══ RECORDS FOR THIS EXERCISE

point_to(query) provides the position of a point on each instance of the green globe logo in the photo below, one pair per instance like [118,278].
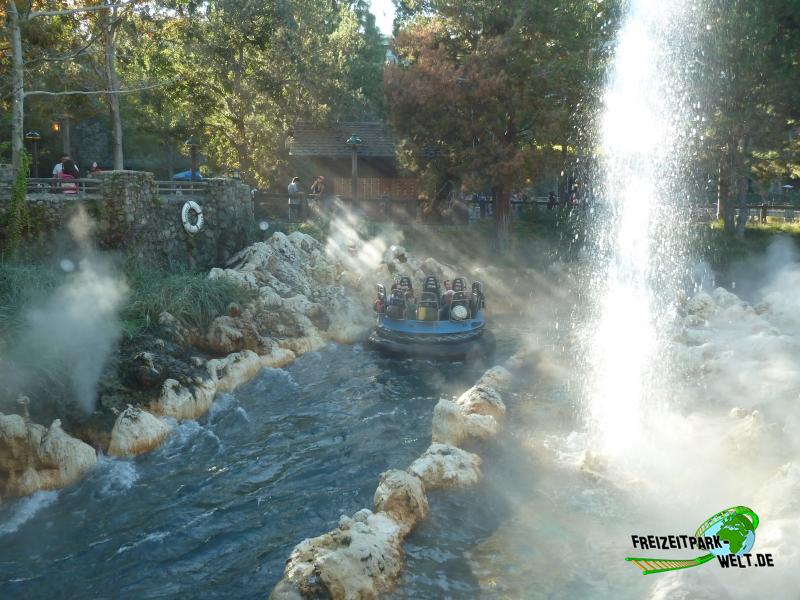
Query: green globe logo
[733,527]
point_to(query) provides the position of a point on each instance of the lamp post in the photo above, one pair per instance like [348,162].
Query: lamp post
[193,150]
[353,142]
[34,137]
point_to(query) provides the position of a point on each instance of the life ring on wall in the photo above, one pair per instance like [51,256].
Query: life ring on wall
[190,227]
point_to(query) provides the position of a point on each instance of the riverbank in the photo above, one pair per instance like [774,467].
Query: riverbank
[299,294]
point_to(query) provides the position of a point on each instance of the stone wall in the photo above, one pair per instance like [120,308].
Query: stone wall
[131,216]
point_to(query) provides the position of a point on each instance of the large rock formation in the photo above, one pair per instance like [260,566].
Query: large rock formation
[359,560]
[476,414]
[443,466]
[362,558]
[137,431]
[33,457]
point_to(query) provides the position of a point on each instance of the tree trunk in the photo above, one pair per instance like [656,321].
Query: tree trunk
[725,208]
[17,86]
[65,136]
[742,180]
[502,219]
[112,83]
[744,212]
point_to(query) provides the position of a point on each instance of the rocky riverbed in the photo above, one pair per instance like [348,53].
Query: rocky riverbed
[308,294]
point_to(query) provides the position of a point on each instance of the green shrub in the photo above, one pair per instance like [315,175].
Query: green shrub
[20,285]
[188,295]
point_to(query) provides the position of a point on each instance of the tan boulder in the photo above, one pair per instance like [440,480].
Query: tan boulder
[443,466]
[136,431]
[400,494]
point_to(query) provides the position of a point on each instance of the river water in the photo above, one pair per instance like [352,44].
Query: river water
[215,512]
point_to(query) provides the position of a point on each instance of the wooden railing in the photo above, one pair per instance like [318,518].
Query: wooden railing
[73,187]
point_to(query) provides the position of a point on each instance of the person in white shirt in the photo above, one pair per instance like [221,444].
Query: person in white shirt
[295,200]
[60,166]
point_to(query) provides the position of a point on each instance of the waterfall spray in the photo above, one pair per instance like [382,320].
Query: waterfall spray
[645,129]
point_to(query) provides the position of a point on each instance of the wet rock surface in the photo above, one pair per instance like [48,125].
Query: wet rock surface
[362,558]
[33,457]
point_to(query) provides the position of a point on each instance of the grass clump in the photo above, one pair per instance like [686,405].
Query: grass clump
[20,285]
[188,295]
[721,249]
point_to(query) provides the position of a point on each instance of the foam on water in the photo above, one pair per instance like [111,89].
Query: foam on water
[118,475]
[25,509]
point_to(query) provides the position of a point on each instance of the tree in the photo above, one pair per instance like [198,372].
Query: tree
[748,86]
[246,72]
[484,89]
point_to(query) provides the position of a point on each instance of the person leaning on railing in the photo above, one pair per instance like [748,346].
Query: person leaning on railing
[68,177]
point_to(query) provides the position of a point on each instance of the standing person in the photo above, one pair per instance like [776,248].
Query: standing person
[59,166]
[316,192]
[318,187]
[295,198]
[67,176]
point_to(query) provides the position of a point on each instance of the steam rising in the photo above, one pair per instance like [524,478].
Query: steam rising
[69,335]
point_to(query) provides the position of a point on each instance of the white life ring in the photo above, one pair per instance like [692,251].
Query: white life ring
[190,227]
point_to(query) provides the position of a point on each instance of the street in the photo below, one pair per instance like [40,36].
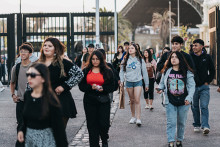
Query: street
[152,133]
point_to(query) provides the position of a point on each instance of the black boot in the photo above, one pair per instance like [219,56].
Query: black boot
[179,144]
[105,145]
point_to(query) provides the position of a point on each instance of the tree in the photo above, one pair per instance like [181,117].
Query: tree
[187,37]
[161,22]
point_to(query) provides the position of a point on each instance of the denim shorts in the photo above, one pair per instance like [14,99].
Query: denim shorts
[133,84]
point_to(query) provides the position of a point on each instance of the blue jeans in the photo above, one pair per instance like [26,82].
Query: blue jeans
[176,115]
[201,101]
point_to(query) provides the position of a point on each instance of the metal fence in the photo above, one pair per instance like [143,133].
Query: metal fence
[75,30]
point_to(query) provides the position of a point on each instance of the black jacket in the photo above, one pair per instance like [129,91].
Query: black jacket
[78,60]
[165,56]
[90,94]
[205,70]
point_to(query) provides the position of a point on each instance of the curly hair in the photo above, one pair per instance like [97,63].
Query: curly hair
[183,64]
[137,54]
[149,55]
[104,69]
[59,52]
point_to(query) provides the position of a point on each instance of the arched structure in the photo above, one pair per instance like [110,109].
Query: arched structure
[139,12]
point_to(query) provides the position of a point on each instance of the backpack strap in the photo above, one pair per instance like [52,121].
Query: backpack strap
[17,69]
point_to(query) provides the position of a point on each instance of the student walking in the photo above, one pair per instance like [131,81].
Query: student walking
[118,58]
[79,58]
[151,66]
[63,75]
[178,84]
[204,75]
[134,67]
[177,43]
[97,84]
[19,81]
[43,125]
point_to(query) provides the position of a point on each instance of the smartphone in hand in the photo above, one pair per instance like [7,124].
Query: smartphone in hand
[158,89]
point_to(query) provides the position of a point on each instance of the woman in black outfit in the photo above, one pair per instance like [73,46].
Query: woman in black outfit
[79,58]
[43,125]
[118,58]
[97,84]
[63,75]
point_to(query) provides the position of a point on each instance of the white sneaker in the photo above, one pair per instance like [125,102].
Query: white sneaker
[138,122]
[132,121]
[206,131]
[147,107]
[196,129]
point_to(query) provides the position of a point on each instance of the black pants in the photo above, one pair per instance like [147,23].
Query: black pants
[98,121]
[150,93]
[19,117]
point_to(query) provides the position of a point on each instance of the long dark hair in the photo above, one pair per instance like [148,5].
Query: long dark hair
[149,56]
[183,65]
[120,46]
[59,52]
[104,69]
[137,54]
[48,96]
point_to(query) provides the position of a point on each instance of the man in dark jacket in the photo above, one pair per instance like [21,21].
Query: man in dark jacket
[177,43]
[204,75]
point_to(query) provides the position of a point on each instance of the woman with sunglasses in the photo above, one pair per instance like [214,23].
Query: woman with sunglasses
[134,67]
[97,84]
[63,75]
[42,119]
[178,85]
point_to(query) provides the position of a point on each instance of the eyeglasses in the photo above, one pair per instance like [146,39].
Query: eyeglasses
[24,52]
[33,75]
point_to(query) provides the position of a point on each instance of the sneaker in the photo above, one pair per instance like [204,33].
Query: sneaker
[147,107]
[179,144]
[196,129]
[151,107]
[2,89]
[206,131]
[132,121]
[170,144]
[138,122]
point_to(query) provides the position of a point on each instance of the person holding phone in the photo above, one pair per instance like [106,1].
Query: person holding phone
[42,118]
[134,69]
[97,84]
[178,85]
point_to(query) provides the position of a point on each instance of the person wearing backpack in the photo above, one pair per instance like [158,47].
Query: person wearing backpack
[178,85]
[19,81]
[151,66]
[134,69]
[204,74]
[115,74]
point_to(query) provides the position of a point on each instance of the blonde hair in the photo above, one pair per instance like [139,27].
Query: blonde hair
[59,49]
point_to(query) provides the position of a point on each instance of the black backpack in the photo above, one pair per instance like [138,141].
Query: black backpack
[17,68]
[115,76]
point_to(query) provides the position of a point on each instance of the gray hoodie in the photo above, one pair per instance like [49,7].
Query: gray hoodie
[133,71]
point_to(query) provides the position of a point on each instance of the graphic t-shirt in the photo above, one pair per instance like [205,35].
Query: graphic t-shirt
[177,91]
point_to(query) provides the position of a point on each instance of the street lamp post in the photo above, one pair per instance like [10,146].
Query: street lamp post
[97,24]
[116,29]
[170,20]
[178,13]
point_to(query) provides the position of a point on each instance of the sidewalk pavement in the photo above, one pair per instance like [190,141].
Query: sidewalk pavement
[152,133]
[8,118]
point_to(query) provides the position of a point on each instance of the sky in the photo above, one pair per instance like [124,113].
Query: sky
[43,6]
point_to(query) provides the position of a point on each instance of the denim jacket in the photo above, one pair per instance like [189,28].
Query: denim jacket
[190,85]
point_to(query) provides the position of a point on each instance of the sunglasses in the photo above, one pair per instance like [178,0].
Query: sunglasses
[32,75]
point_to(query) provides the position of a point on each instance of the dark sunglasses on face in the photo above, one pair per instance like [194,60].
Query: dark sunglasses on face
[33,75]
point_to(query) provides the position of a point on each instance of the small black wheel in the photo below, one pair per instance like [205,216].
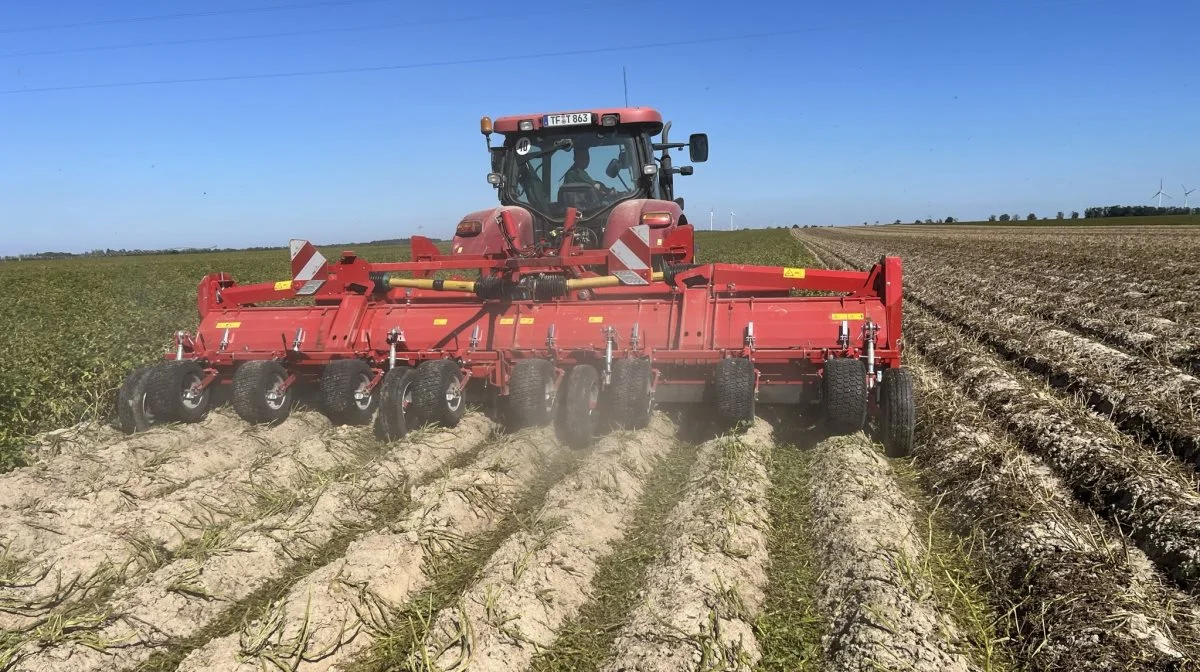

════

Reproduce the lines verbatim, beginning with the line that contains "instance like [124,113]." and continuing through the final line, omitting any pictures.

point_to(query) provides the position of a point on each instance of the sky in the photo above, one pair per instance like [124,113].
Query: sky
[43,6]
point_to(query) provides the position of a point on each instance of the denim jacket in the photo above, one pair per instance like [189,28].
Query: denim jacket
[190,85]
point_to(query) provides the position of a point on each instance of the sunglasses in the photo above, one pair per instance like [178,0].
Query: sunglasses
[32,75]
point_to(query) provides the position of a point on each instance of the dark sunglasses on face in the photo above, one pair per instance like [194,60].
Query: dark sunglasses on face
[33,75]
point_to(query) provides the position of a point on each instance of the small black wheel in the photo below, one pair per instance like [205,216].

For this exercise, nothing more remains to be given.